** Work to do **
Using the entries below, transcribe exactly the line containing "For the evaluation set, locate every instance of the distant" and each line that follows it to the end.

** Material supplied **

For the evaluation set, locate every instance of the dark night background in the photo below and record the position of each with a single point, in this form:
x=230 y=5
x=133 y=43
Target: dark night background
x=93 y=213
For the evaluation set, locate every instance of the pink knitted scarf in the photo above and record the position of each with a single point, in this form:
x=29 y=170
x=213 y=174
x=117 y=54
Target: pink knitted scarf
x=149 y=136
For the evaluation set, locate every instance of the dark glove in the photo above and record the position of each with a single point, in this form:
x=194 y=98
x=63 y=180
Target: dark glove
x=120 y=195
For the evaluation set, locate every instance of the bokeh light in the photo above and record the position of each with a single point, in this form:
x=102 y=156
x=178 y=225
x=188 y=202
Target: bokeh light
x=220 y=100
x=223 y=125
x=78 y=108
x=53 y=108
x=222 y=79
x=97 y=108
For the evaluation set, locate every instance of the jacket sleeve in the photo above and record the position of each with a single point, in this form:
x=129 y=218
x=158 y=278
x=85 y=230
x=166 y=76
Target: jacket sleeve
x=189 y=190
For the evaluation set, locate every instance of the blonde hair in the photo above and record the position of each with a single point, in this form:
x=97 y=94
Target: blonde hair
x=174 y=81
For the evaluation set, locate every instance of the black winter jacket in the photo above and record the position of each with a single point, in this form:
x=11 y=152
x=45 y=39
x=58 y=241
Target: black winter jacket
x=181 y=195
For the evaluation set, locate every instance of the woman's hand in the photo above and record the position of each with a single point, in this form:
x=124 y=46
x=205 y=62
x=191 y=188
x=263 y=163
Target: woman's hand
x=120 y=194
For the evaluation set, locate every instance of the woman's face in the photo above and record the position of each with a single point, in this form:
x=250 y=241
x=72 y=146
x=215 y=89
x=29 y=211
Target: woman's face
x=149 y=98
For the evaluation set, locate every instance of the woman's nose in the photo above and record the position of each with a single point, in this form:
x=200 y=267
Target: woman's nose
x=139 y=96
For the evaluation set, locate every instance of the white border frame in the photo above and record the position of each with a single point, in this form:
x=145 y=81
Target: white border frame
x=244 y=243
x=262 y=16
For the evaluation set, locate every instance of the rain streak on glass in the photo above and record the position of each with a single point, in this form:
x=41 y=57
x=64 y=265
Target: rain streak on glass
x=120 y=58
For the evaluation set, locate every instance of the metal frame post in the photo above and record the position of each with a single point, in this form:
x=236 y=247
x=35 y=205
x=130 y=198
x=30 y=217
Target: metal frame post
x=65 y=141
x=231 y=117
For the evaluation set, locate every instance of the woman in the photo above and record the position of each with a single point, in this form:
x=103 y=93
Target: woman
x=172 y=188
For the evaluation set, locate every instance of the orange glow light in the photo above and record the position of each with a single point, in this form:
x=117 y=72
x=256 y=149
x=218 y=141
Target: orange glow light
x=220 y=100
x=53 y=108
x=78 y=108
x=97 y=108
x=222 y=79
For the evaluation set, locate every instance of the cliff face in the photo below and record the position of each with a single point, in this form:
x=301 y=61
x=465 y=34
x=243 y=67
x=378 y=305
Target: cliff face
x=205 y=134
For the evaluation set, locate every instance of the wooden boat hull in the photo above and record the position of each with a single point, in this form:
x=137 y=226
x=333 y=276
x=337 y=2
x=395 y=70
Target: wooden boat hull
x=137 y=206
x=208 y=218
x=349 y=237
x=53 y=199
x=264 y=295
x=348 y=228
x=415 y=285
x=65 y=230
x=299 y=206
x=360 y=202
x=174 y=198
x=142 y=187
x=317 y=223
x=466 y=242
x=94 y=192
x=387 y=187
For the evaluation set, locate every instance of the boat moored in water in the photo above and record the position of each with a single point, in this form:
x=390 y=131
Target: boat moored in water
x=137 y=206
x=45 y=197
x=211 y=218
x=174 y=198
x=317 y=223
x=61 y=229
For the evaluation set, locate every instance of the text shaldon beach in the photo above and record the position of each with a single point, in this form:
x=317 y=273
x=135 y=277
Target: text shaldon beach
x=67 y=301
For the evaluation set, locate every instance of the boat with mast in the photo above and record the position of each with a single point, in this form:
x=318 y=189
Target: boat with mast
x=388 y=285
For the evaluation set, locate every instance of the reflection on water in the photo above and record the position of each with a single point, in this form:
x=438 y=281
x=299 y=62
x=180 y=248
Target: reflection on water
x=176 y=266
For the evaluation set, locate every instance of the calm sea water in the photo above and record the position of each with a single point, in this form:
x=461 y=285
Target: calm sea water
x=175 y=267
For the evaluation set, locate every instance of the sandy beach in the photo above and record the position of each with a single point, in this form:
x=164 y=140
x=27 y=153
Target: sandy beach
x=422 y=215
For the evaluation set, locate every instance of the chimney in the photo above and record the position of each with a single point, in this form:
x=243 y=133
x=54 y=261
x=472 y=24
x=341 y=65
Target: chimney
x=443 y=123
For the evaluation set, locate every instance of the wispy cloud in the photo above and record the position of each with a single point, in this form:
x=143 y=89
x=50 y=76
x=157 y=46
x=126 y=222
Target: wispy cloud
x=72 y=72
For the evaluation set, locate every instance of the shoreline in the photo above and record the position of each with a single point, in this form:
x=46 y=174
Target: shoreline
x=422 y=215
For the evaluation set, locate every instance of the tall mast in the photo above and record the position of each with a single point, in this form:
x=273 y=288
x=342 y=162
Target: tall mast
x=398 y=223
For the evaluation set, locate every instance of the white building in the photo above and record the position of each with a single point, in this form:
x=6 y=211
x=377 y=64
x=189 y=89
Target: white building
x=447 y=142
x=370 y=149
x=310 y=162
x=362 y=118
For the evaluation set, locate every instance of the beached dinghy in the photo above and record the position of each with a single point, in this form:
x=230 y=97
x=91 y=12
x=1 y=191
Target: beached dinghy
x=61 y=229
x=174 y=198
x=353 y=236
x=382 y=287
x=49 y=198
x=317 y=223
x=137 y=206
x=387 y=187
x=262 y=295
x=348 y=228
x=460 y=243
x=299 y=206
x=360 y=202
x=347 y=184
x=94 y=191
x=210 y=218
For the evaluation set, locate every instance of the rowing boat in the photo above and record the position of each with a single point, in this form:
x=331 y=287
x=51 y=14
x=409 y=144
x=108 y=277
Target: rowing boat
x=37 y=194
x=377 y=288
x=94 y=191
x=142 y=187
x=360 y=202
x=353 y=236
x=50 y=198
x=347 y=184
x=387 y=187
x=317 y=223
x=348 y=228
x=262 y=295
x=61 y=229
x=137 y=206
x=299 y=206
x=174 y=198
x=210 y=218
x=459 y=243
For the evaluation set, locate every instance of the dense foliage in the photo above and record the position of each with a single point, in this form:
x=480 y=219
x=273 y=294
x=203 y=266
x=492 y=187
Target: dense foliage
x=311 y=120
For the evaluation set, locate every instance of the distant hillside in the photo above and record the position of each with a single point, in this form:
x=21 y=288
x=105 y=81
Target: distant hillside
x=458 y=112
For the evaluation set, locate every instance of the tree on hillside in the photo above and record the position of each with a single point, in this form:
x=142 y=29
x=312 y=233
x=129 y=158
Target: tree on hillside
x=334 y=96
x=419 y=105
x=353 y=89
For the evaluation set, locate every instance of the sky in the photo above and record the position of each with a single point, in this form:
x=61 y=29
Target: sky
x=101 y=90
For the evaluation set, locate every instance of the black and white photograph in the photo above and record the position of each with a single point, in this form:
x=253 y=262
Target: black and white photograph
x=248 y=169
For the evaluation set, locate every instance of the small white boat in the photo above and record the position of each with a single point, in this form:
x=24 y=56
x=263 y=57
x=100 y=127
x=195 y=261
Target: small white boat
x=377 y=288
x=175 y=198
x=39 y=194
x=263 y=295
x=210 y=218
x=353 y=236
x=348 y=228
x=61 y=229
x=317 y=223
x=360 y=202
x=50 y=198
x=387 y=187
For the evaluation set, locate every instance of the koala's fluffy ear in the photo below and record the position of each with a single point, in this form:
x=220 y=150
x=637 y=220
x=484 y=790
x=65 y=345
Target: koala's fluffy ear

** Written solution **
For the evaluation set, locate every instance of the distant hillside in the photo above and record the position of each with a single point, in this form:
x=21 y=288
x=105 y=81
Target: distant hillside
x=458 y=112
For the evaluation set, locate every instance of the tree on hillside in the photo above and record the position of each with a single point, in this form:
x=142 y=29
x=312 y=233
x=129 y=158
Target: tree on hillside
x=334 y=96
x=419 y=105
x=353 y=89
For the evaluation set, locate every instance of the sky in the photo above and record the position of each with a single point, in this form:
x=61 y=29
Target: sky
x=101 y=90
For the evaluation set, locate every instance of the black and white photograph in the photo above and record the position of each with a single point, in this form:
x=253 y=262
Target: black and white photograph
x=248 y=169
For the evaluation set, locate every instance of the small white boat in the photo above and record the position of each with a single point, in this form:
x=24 y=56
x=263 y=57
x=100 y=127
x=195 y=261
Target: small white boat
x=377 y=288
x=175 y=198
x=39 y=194
x=263 y=295
x=210 y=218
x=353 y=236
x=348 y=228
x=61 y=229
x=317 y=223
x=360 y=202
x=50 y=198
x=387 y=187
For the evaluation set, locate every instance of the koala's fluffy ear in the photo below and record the position of each with a single point, in this form:
x=220 y=150
x=637 y=220
x=484 y=790
x=65 y=345
Target: koala's fluffy ear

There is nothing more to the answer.